Raw records
[Begin]
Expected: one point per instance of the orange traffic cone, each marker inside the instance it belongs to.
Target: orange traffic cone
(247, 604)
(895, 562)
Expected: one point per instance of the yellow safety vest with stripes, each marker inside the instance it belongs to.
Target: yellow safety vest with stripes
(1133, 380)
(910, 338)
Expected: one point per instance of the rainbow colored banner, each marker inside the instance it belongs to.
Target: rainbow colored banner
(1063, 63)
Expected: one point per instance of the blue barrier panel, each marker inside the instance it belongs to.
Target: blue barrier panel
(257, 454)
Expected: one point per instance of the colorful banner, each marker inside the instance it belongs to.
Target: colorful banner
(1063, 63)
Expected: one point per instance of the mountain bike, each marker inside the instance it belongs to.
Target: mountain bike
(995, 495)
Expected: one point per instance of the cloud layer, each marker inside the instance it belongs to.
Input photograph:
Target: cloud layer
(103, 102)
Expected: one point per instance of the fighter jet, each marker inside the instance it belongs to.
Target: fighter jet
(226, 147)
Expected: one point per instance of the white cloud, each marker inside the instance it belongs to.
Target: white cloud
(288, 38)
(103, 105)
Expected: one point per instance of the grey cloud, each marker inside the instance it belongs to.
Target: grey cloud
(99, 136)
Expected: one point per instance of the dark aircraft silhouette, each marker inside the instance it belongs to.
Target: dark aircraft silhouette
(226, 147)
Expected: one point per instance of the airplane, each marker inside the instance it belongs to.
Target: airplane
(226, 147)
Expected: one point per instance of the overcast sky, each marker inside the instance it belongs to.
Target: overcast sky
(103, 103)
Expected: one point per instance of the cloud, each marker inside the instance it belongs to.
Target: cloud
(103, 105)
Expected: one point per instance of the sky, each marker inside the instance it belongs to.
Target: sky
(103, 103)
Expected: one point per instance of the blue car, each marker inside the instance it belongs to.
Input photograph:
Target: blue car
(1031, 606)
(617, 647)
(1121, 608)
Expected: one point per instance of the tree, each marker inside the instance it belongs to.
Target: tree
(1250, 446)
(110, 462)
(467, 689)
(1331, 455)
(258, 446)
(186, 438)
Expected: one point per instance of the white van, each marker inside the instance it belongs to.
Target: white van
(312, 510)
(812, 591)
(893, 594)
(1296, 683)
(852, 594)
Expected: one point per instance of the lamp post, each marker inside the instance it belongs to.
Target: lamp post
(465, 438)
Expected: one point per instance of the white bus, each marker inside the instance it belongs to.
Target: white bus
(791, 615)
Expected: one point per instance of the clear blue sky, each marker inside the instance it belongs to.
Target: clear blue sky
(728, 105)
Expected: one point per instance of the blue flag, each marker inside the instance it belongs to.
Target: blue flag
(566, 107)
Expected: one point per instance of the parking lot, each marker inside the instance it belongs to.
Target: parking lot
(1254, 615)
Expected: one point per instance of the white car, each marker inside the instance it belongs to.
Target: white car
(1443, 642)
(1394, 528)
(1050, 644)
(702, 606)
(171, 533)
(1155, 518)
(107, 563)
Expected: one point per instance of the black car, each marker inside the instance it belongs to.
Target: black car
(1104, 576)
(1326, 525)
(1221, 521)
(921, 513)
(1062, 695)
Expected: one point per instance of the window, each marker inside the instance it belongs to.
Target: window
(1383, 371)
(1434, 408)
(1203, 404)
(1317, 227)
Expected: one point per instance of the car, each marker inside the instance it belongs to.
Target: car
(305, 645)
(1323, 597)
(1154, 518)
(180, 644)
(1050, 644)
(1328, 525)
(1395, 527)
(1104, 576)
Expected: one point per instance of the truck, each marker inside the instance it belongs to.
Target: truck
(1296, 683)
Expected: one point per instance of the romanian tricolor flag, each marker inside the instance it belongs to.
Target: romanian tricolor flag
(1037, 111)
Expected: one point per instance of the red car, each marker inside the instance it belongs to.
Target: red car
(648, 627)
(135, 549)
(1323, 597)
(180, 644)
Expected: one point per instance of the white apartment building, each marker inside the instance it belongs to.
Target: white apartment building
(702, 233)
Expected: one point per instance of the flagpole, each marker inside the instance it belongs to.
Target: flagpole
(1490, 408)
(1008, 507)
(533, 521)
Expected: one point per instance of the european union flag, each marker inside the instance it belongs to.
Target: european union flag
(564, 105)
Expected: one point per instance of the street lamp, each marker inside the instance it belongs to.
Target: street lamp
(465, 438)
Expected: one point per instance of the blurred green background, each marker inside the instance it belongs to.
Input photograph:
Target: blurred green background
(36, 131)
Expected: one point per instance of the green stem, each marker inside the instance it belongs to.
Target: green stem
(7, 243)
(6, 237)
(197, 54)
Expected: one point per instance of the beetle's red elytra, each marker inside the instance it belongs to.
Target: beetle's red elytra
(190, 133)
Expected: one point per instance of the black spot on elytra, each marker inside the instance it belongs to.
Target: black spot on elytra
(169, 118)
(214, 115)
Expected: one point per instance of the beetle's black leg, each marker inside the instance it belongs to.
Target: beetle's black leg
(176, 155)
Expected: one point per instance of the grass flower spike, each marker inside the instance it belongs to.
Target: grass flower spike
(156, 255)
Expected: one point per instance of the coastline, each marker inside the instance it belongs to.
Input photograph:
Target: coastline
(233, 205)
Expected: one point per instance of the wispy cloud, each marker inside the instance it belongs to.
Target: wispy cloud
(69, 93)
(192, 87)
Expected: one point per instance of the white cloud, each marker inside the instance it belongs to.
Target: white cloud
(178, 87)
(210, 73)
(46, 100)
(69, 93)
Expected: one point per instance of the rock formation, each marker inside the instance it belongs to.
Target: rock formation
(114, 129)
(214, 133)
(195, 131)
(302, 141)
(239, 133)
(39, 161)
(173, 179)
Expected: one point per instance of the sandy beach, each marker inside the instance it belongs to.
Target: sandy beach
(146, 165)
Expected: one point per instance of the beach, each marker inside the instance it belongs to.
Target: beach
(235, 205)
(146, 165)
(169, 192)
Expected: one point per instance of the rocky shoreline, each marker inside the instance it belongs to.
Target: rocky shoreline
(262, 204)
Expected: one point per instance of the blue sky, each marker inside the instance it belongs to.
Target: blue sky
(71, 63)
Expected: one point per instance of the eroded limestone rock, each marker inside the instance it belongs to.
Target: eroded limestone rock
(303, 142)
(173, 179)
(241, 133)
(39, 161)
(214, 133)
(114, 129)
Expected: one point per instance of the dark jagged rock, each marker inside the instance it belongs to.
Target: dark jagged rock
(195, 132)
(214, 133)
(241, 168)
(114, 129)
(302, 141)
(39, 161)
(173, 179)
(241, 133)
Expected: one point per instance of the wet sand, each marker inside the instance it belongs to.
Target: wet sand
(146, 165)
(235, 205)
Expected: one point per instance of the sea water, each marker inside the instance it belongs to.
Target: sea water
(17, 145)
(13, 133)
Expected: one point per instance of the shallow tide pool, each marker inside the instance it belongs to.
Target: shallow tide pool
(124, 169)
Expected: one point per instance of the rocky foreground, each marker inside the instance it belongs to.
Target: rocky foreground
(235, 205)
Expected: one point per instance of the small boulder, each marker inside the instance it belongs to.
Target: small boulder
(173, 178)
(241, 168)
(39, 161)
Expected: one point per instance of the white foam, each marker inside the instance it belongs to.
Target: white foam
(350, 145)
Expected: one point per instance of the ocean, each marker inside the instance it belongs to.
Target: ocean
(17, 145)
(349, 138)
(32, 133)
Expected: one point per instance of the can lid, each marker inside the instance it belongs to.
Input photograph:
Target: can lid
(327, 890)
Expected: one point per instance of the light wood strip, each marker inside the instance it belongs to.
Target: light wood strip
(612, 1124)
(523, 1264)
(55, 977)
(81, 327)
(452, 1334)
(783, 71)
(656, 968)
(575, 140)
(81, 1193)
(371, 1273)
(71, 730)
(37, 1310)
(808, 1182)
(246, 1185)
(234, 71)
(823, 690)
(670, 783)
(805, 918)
[End]
▶ [SET TASK]
Reproduce the entries above exactly.

▶ [COMPLETE OUTPUT]
Expected: one point per instance of the orange traffic cone, each marker inside the instance it belongs to.
Target: orange traffic cone
(247, 604)
(895, 562)
Expected: one point per instance of the yellow safety vest with stripes, each marker inside the instance it belongs to.
Target: yellow safety vest with stripes
(1133, 380)
(910, 338)
Expected: one point per instance of the rainbow colored banner, each marker inside the instance it belongs to.
Target: rainbow colored banner
(1063, 63)
Expected: one point per instance of the blue barrier panel, each marker inside the instance it belongs to.
Target: blue barrier panel
(257, 454)
Expected: one point per instance of the colorful banner, each marker inside the instance it belongs to.
Target: colorful banner
(1063, 63)
Expected: one point per instance of the mountain bike, each marker inside the instance it belongs to.
Target: mountain bike
(995, 495)
Expected: one point per instance of the cloud layer, each marker inside the instance it belongs to.
Input photograph:
Target: cloud layer
(103, 102)
Expected: one point per instance of the fighter jet, each marker inside the instance it belongs to.
Target: fighter jet
(226, 147)
Expected: one point per instance of the white cloud, each marker inside the instance it belongs to.
Target: white cloud
(288, 38)
(103, 105)
Expected: one point per instance of the grey cloud, each marker inside the instance it belongs to.
Target: grey cloud
(99, 136)
Expected: one point per instance of the dark aircraft silhouette, each marker inside the instance it belongs to.
Target: dark aircraft silhouette
(226, 147)
Expected: one point per instance of the airplane, each marker inside the instance it belongs to.
Target: airplane
(226, 147)
Expected: one point per instance of the overcast sky, each marker inside the instance it belongs to.
Target: overcast sky
(103, 103)
Expected: one point per instance of the cloud, each marker inside the instance it belongs to.
Target: cloud
(103, 105)
Expected: one point per instance of the sky, each marker inside the instance it belongs to.
Target: sky
(103, 103)
Expected: one point per instance of the blue car, each marker inside the instance it belongs to.
Input photograph:
Target: blue car
(1031, 606)
(617, 647)
(1121, 608)
Expected: one point per instance of the tree, each marker inside the instance it belongs to.
Target: tree
(1250, 446)
(110, 462)
(467, 689)
(1331, 455)
(258, 446)
(186, 438)
Expected: one point per instance of the white van, each marker inside the instance it belongs to.
Target: white van
(312, 510)
(812, 591)
(893, 594)
(1296, 683)
(852, 594)
Expected: one point per instance of the lamp post, each marker inside the instance it belongs to.
Target: lamp post
(465, 438)
Expected: one point per instance of the white bus, each marker inside the instance it belongs to.
Target: white bus
(791, 615)
Expected: one point per instance of the clear blue sky, each marker inside the instance it belongs to.
Target: clear blue sky
(728, 105)
Expected: one point per instance of the blue flag, each marker inside the instance it belongs to.
Target: blue flag
(566, 107)
Expected: one point per instance of the parking lot, each marker inside the instance it belongs to.
Target: parking lot
(1254, 615)
Expected: one point per instance of the white car, each marker inside the instance it belongs to.
Target: white car
(1443, 642)
(1394, 528)
(1050, 644)
(702, 606)
(171, 533)
(1155, 518)
(107, 563)
Expected: one point per instance of the black car, each marker inside the instance it belongs to.
Target: black car
(1104, 576)
(1326, 525)
(1221, 521)
(921, 513)
(1062, 695)
Expected: one point per instance of the window, each marker inside the instance it belongs to.
Target: window
(1383, 371)
(1434, 408)
(1203, 404)
(1317, 227)
Expected: one point per instance of the car, each marker inside the instance it belongs to.
Target: car
(305, 645)
(1323, 597)
(1154, 518)
(180, 644)
(1050, 644)
(1328, 525)
(1395, 527)
(1104, 576)
Expected: one point per instance of the truck, each marker inside the instance it belongs to.
Target: truck
(1296, 683)
Expected: one point per instance of the romanian tricolor flag, each marker inside the instance it belongs to.
Target: romanian tricolor flag
(1037, 111)
Expected: one point per instance of the red car, each marker inside the instance it belongs to.
Target: red car
(648, 627)
(135, 549)
(1323, 597)
(180, 644)
Expected: one point per instance of the white apartment building, each marker inside the instance it belongs to.
Target: white apartment building
(702, 233)
Expected: one point per instance of the flagpole, each marker inside the instance it belongs to.
Target: flagpole
(1490, 408)
(1008, 507)
(533, 521)
Expected: one point per instance of the european union flag, each marker inside the instance it belongs to.
Target: european union flag
(564, 105)
Expected: one point per instance of the street lamp, each marker inside the instance it belongs to.
Target: street lamp
(465, 438)
Expected: one point per instance of the blurred green background, each marker inside the instance it belongs to.
Input photograph:
Target: blurred green background
(36, 131)
Expected: one point per instance of the green stem, each marker inside the instance it belongs to.
Target: green stem
(7, 243)
(6, 237)
(197, 54)
Expected: one point per instance of the beetle's red elytra, each marker inside the instance it belongs to.
Target: beetle's red elytra
(190, 133)
Expected: one point per instance of the black spot on elytra, each marker inside the instance it belongs to.
Target: black spot on elytra
(169, 118)
(214, 115)
Expected: one point per instance of the beetle's black leg, each marker inside the instance it belongs to.
Target: beetle's black leg
(176, 155)
Expected: one point per instance of the grass flower spike, each marker inside the instance it belongs to.
Target: grass flower spike
(156, 255)
Expected: one point per instance of the coastline, each marker inside the instance it belongs to.
Input photograph:
Target: coastline
(233, 205)
Expected: one point per instance of the wispy cloud, each marker inside the instance it belongs to.
Target: wispy cloud
(69, 93)
(192, 87)
Expected: one point per instance of the white cloud, each marker inside the instance it belongs to.
Target: white cloud
(178, 87)
(210, 73)
(46, 100)
(69, 93)
Expected: one point per instance of the rock formation, each marker inside the instance it belongs to.
Target: rock formation
(114, 129)
(214, 133)
(195, 131)
(302, 141)
(239, 133)
(39, 161)
(173, 179)
Expected: one point per instance of the sandy beach, each marker inside the instance it belongs to.
Target: sandy beach
(146, 165)
Expected: one point per instance of the beach, each marker inside the instance it belongs to.
Target: beach
(235, 205)
(146, 165)
(169, 192)
Expected: one point per instance of the rocky shoreline, each marker inside the instance it belongs to.
Target: rocky shoreline
(262, 204)
Expected: one point per instance of the blue sky, each marker inside the instance it belongs to.
Target: blue sky
(71, 63)
Expected: one point per instance of the eroded limestone rock, each marker inside the instance it belongs to.
Target: eroded limestone rock
(303, 142)
(173, 179)
(241, 133)
(39, 161)
(214, 133)
(114, 129)
Expected: one point per instance of the dark jagged rock, each marker inside the instance it belongs to.
Target: dark jagged rock
(195, 132)
(214, 133)
(241, 168)
(114, 129)
(302, 141)
(39, 161)
(173, 179)
(241, 133)
Expected: one point per instance of the wet sand, each marker inside the instance it belongs to.
Target: wet sand
(146, 165)
(235, 205)
Expected: one point per instance of the sea water, each marker inside the instance it belongs to.
Target: sea water
(17, 145)
(13, 133)
Expected: one point per instance of the shallow tide pool, each marker inside the instance it belongs to.
Target: shallow tide pool
(124, 169)
Expected: one point per instance of the rocky foreground, each marker inside the instance it belongs to.
Target: rocky foreground
(235, 205)
Expected: one point per instance of the small boulder, each marker inside the instance it belongs to.
Target: small boulder
(173, 178)
(241, 168)
(39, 161)
Expected: one point per instance of the white foam, each marker inside the instance it belongs to.
Target: white foam
(350, 145)
Expected: one point per instance of the ocean, each marker inside the instance it belongs to.
Target: ocean
(17, 145)
(349, 138)
(32, 133)
Expected: one point per instance of the can lid, each marker inside the instance it belongs to.
Input photograph:
Target: can lid
(327, 890)
Expected: one point per instance of the light wood strip, each marker inside the instance it belongs to.
Target: light wood strip
(612, 1124)
(523, 1264)
(55, 977)
(81, 327)
(452, 1334)
(783, 71)
(656, 968)
(575, 140)
(81, 1193)
(371, 1273)
(71, 730)
(37, 1310)
(808, 1182)
(246, 1185)
(234, 71)
(823, 690)
(670, 783)
(805, 918)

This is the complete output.